Stated task: Restate every entry word for word.

Material to process:
▬▬▬▬▬▬
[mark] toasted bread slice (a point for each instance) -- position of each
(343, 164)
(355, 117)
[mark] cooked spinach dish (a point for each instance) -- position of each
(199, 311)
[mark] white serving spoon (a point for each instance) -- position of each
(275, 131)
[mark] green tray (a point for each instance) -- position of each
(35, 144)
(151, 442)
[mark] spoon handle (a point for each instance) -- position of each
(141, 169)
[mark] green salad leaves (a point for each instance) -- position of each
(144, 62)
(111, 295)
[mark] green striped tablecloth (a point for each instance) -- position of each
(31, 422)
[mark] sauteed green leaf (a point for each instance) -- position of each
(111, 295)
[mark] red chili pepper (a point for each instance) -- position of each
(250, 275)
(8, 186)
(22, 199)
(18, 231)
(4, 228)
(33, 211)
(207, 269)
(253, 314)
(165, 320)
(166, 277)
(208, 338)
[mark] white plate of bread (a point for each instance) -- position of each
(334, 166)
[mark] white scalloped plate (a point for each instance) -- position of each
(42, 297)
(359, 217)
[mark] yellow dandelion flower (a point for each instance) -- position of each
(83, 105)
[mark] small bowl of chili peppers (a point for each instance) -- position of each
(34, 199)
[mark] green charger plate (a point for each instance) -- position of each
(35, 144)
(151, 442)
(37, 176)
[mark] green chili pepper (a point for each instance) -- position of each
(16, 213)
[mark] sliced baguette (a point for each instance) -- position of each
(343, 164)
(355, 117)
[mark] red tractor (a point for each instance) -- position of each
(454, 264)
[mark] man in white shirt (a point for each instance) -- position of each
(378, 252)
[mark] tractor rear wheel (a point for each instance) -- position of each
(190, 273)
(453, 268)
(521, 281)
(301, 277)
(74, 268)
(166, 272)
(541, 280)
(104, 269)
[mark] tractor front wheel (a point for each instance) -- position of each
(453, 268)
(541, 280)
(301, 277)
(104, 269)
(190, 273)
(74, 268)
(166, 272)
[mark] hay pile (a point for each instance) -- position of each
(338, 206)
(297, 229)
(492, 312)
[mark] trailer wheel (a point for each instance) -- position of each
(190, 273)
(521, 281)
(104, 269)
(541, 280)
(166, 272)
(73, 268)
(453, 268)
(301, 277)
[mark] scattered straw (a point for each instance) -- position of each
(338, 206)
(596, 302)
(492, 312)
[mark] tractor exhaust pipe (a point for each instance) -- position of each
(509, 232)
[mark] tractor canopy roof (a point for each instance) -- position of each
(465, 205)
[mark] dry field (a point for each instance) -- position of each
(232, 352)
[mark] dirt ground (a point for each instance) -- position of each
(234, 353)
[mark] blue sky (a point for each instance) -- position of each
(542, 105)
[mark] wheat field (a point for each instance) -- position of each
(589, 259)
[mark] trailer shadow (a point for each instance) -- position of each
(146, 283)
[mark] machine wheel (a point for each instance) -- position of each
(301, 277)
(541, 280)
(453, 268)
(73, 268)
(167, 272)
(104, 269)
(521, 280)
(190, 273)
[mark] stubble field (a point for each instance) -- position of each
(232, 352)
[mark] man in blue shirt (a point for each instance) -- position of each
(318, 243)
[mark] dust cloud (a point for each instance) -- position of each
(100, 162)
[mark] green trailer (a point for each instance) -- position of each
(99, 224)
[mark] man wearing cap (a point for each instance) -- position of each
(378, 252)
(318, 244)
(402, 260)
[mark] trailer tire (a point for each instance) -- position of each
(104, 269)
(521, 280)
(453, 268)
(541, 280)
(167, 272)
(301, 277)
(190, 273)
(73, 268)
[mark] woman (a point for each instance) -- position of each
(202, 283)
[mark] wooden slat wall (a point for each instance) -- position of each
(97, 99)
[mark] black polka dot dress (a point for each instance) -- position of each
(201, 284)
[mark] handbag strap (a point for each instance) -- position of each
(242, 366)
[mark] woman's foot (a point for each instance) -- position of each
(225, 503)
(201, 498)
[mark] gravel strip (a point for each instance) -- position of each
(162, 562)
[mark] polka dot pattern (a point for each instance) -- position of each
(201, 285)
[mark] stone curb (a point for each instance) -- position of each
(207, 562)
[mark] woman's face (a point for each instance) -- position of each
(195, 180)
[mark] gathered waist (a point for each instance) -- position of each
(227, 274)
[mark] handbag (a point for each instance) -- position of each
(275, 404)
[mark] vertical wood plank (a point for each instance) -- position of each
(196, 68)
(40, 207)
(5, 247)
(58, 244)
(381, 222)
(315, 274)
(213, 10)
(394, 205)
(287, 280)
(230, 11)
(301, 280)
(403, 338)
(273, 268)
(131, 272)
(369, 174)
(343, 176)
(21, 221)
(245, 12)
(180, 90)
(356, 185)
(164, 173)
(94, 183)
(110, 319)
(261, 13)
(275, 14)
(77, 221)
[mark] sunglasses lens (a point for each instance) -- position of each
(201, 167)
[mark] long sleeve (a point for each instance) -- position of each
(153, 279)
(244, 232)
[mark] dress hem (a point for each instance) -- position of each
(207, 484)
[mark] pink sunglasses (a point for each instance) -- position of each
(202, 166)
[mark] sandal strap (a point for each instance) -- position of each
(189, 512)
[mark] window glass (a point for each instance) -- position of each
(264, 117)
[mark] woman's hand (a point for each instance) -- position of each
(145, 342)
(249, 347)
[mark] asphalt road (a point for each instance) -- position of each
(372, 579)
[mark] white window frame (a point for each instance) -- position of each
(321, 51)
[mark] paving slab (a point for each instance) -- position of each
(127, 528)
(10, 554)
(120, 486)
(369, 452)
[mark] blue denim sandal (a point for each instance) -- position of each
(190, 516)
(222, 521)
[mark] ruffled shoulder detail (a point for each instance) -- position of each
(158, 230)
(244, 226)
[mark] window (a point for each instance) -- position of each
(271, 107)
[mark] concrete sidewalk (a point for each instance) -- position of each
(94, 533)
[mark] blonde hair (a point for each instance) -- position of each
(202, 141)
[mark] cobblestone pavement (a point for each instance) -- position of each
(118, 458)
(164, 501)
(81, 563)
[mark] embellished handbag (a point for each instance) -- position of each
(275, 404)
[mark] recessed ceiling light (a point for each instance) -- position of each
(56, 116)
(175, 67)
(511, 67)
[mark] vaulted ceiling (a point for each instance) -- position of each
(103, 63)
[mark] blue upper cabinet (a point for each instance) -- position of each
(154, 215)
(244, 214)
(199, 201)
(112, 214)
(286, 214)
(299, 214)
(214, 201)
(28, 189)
▬▬▬▬▬▬
Result of this exercise:
[mark] toasted bread slice (a point for each instance) -- position of each
(343, 164)
(355, 117)
[mark] cooked spinach dish (a point for each instance) -- position of each
(199, 311)
[mark] white serving spoon (a point for each instance) -- position of each
(275, 131)
[mark] green tray (a point for each instance) -- position of each
(35, 144)
(151, 442)
[mark] spoon handle (a point for each instance) -- position of each
(141, 169)
[mark] green salad leaves (a point for each instance) -- position of each
(144, 62)
(111, 295)
[mark] green striped tablecloth (a point for each instance) -- position of each
(31, 422)
[mark] sauteed green leaf (a point for each instance) -- position of each
(111, 295)
[mark] red chili pepper (a point for each instance) -- position of each
(250, 275)
(8, 186)
(22, 199)
(18, 231)
(4, 228)
(33, 211)
(207, 269)
(253, 314)
(165, 320)
(166, 277)
(208, 338)
[mark] white plate of bread (a point for each instance) -- position of each
(334, 166)
[mark] white scalloped plate (a point for each instance) -- position of each
(42, 297)
(359, 217)
[mark] yellow dandelion flower (a point for each instance) -- position of each
(83, 105)
[mark] small bowl of chili peppers (a point for each instance) -- position of each
(34, 199)
[mark] green charger plate (a point for each instance) -- position of each
(35, 144)
(151, 442)
(37, 176)
[mark] green chili pepper (a point for each instance) -- position of each
(16, 213)
[mark] sliced baguette (a point for each instance) -- position of each
(343, 164)
(355, 117)
[mark] red tractor (a point for each instance) -- position of each
(454, 264)
[mark] man in white shirt (a point for each instance) -- position of each
(378, 252)
[mark] tractor rear wheel (a point for each instance) -- position of each
(190, 273)
(453, 268)
(521, 281)
(301, 277)
(74, 268)
(166, 272)
(541, 280)
(104, 269)
[mark] tractor front wheel (a point for each instance) -- position of each
(453, 268)
(541, 280)
(301, 277)
(104, 269)
(190, 273)
(74, 268)
(166, 272)
[mark] hay pile (a point for each instance) -- position of each
(338, 206)
(297, 229)
(492, 312)
[mark] trailer wheel (a point for each instance) -- position of each
(190, 273)
(521, 281)
(104, 269)
(541, 280)
(166, 272)
(73, 268)
(453, 268)
(301, 277)
[mark] scattered straw (a point for each instance) -- position of each
(338, 206)
(596, 302)
(492, 312)
[mark] tractor exhaust pipe (a point for each instance) -- position of each
(509, 232)
[mark] tractor canopy roof (a point for each instance) -- position of each
(465, 205)
[mark] dry field (a point for each instance) -- position of each
(232, 352)
[mark] dirt ground (a point for each instance) -- position of each
(234, 353)
[mark] blue sky (a point for each instance) -- position of each
(542, 105)
[mark] wheat field (a point for each instance) -- position of each
(589, 259)
[mark] trailer shadow (a point for each instance) -- position of each
(146, 283)
[mark] machine wheel (a point for each instance) -- position of each
(301, 277)
(541, 280)
(453, 268)
(73, 268)
(167, 272)
(104, 269)
(521, 280)
(190, 273)
[mark] stubble field (a point for each instance) -- position of each
(232, 352)
[mark] man in blue shirt (a point for each instance) -- position of each
(318, 243)
[mark] dust cloud (a point for each instance) -- position of each
(100, 162)
[mark] green trailer (a point for each instance) -- position of each
(99, 224)
[mark] man wearing cap (a point for each instance) -- position of each
(378, 252)
(318, 244)
(402, 260)
[mark] trailer tire (a point for each instance) -- position of each
(104, 269)
(521, 280)
(453, 268)
(541, 280)
(167, 272)
(301, 277)
(190, 273)
(73, 268)
[mark] woman (a point for each instance) -- position of each
(202, 283)
[mark] wooden slat wall (a point for each instance) -- position of each
(97, 99)
[mark] black polka dot dress (a point for each instance) -- position of each
(201, 284)
[mark] handbag strap (a point for each instance) -- position of each
(242, 366)
[mark] woman's foot (a point for each instance) -- position of each
(225, 503)
(201, 498)
[mark] gravel strip (a point for each instance) -- position of each
(162, 562)
[mark] polka dot pattern (a point for each instance) -- position of each
(201, 285)
[mark] stone curb (a point for each instance) -- position of each
(207, 562)
[mark] woman's face (a point for each instance) -- position of each
(195, 180)
[mark] gathered waist (a point for each instance) -- position of each
(227, 274)
[mark] handbag (a point for each instance) -- position of each
(275, 404)
[mark] vertical wood plank (a point for each instance) -- position of each
(196, 68)
(40, 207)
(5, 247)
(58, 244)
(381, 222)
(315, 274)
(213, 10)
(394, 205)
(287, 280)
(230, 11)
(301, 280)
(403, 338)
(273, 268)
(131, 272)
(369, 174)
(343, 176)
(21, 221)
(245, 12)
(180, 90)
(356, 185)
(164, 173)
(94, 183)
(110, 319)
(261, 13)
(275, 14)
(77, 221)
[mark] sunglasses lens (a point for each instance) -- position of each
(201, 167)
[mark] long sleeve (a point for each instance) -- position of each
(153, 279)
(244, 232)
[mark] dress hem (a point for each instance) -- position of each
(207, 484)
[mark] pink sunglasses (a point for each instance) -- position of each
(202, 166)
[mark] sandal strap (a point for each instance) -- position of each
(189, 512)
[mark] window glass (a point for each instance) -- position of each
(264, 117)
[mark] woman's hand (a point for each instance) -- position of each
(145, 342)
(249, 347)
[mark] asphalt road (a point for each instance) -- position of each
(372, 579)
[mark] white window frame (a point for each instance) -- position of each
(321, 51)
[mark] paving slab (a point for each instance) -- position of each
(127, 528)
(10, 554)
(120, 486)
(369, 452)
[mark] blue denim sandal (a point for each instance) -- position of each
(190, 516)
(222, 521)
[mark] ruffled shoulder detail (a point for each instance) -- position of each
(158, 230)
(244, 226)
[mark] window (a point for each instance) -- position of each
(271, 107)
[mark] concrete sidewalk (a point for each instance) -- position of each
(94, 533)
[mark] blonde hair (a point for each instance) -- position of each
(202, 141)
[mark] cobblestone pavement (a point for each instance) -- position of each
(118, 458)
(164, 501)
(81, 563)
[mark] embellished handbag (a point for each instance) -- position of each
(275, 404)
[mark] recessed ceiling light (a point for each instance) -- position of each
(56, 116)
(175, 67)
(511, 67)
[mark] vaulted ceiling (a point for each instance) -- position of each
(103, 63)
[mark] blue upper cabinet (a point for each instance) -- position of each
(154, 215)
(244, 214)
(199, 201)
(112, 214)
(286, 214)
(299, 214)
(214, 201)
(28, 189)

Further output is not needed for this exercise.